## EXERCISE REQUIREMENTS
Please give the lines of the data below as a JSON list of strings, one string per line with blank lines left out. Begin at the line that contains "Could you mark the region of every instance of the white" and continue through the end of the data.

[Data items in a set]
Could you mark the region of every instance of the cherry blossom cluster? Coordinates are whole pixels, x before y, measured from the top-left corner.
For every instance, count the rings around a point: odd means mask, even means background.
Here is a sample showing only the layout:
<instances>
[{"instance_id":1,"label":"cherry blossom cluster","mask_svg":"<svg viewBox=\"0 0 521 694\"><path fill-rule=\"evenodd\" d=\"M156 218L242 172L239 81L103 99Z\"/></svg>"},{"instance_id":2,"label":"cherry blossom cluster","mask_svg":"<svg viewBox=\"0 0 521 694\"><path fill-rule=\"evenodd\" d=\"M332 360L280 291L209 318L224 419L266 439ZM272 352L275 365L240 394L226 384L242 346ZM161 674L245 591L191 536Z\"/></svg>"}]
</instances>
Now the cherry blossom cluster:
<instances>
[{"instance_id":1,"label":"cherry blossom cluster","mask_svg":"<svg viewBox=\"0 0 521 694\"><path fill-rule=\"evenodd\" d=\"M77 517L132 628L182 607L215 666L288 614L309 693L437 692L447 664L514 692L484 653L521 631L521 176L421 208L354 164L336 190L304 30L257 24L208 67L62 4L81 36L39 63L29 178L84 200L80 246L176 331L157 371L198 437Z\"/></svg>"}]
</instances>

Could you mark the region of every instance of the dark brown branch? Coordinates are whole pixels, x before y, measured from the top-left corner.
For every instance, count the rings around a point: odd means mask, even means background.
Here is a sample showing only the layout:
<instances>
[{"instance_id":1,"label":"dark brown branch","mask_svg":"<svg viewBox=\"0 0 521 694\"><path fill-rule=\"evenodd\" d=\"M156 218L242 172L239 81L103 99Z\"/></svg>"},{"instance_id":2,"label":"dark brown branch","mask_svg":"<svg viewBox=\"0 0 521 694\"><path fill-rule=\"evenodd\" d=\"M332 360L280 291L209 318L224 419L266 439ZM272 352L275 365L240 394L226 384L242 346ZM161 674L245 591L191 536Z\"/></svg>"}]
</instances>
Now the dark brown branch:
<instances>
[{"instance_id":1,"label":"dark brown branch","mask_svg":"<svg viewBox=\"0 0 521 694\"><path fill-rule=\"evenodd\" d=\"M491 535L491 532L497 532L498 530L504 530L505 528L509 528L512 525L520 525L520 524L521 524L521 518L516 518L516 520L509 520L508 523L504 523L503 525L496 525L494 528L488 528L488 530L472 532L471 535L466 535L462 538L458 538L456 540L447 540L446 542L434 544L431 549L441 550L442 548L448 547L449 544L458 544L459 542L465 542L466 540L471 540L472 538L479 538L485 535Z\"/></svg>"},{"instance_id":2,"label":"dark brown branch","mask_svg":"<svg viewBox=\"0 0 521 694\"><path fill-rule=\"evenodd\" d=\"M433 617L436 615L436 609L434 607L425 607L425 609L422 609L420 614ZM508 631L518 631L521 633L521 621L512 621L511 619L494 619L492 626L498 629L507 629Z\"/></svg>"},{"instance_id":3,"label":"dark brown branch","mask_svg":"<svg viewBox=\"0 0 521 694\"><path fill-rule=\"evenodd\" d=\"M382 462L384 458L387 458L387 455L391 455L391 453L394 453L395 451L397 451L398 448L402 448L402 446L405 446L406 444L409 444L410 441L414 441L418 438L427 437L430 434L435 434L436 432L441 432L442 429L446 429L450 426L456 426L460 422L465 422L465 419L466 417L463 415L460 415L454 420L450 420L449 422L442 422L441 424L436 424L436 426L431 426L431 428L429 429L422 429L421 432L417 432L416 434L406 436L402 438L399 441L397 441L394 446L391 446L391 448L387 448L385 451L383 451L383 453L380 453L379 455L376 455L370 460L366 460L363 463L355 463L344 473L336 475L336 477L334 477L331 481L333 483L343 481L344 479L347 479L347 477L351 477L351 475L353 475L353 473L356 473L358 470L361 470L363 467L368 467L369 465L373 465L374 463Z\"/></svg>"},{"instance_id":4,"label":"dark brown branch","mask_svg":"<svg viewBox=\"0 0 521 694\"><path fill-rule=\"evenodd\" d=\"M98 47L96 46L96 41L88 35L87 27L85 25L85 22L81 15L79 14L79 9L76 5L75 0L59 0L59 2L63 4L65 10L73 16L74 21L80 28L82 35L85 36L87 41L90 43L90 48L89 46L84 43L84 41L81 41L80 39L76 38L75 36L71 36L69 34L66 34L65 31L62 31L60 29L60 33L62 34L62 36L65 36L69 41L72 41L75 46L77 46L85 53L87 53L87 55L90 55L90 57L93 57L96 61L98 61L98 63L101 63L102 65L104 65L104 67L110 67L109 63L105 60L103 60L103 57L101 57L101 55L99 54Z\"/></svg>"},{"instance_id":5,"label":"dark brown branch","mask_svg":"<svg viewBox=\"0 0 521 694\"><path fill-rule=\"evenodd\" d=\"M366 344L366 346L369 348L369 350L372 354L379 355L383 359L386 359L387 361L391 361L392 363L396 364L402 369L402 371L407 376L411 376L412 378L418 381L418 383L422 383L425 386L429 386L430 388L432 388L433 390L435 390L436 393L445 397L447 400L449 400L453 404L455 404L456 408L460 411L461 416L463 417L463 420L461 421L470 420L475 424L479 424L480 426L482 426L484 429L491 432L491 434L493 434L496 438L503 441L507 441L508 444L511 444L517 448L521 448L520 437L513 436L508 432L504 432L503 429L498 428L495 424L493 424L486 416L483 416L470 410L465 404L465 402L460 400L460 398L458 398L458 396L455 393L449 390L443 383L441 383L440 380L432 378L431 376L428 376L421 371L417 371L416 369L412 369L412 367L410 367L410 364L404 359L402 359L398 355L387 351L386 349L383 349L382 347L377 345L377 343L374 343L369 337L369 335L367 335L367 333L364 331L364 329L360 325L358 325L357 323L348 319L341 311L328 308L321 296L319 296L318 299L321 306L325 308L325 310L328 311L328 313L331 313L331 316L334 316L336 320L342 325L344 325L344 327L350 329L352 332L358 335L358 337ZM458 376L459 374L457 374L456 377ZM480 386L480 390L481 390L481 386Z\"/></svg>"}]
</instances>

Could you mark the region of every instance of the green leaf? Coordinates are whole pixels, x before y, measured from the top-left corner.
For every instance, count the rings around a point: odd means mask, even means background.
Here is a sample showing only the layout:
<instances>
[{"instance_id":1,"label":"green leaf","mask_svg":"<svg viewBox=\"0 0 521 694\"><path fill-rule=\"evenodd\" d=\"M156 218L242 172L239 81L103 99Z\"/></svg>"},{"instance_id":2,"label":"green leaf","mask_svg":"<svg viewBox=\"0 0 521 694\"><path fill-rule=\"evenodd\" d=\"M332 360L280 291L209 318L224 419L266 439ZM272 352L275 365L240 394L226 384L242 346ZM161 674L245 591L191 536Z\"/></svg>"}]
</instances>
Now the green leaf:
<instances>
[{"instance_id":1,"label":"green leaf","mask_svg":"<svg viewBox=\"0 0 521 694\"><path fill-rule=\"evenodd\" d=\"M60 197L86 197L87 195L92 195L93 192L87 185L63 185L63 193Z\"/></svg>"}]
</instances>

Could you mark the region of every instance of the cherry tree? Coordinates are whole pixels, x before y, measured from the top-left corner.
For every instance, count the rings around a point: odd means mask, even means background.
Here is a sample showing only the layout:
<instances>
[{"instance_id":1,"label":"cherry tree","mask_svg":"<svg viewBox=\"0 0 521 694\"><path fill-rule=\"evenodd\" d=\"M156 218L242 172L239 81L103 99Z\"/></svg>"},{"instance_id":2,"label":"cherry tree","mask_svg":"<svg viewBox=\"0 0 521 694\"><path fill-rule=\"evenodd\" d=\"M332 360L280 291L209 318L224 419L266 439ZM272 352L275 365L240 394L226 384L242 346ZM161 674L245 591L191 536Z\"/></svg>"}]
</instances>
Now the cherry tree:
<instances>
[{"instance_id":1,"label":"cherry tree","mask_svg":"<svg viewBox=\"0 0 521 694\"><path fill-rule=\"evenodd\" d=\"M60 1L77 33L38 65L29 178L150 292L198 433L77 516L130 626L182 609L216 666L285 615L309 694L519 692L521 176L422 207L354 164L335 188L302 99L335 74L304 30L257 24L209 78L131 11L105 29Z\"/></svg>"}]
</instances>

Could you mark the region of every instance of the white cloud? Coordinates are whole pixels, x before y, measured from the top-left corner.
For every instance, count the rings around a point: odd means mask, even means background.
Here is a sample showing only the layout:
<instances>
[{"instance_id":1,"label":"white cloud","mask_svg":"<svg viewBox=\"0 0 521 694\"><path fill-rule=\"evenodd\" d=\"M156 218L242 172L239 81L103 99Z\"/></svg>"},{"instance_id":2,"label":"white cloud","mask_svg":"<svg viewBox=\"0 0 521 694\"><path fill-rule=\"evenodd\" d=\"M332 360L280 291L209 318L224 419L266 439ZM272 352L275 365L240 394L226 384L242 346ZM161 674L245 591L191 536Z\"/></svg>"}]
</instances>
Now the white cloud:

## EXERCISE OUTPUT
[
  "Could you mark the region of every instance of the white cloud? Coordinates are whole pixels, x before y, measured from the top-left corner.",
  "For every instance, count the rings around a point: odd means mask, even means background.",
  "Here is a sample showing only the layout:",
  "<instances>",
  "[{\"instance_id\":1,\"label\":\"white cloud\",\"mask_svg\":\"<svg viewBox=\\\"0 0 521 694\\\"><path fill-rule=\\\"evenodd\\\" d=\\\"M156 218L242 172L239 81L103 99Z\\\"/></svg>\"},{\"instance_id\":2,\"label\":\"white cloud\",\"mask_svg\":\"<svg viewBox=\\\"0 0 521 694\\\"><path fill-rule=\\\"evenodd\\\" d=\\\"M332 360L280 291L209 318L224 419L266 439ZM272 352L275 365L240 394L226 384L242 346ZM161 674L245 591L191 536Z\\\"/></svg>\"}]",
  "</instances>",
  "Now the white cloud:"
]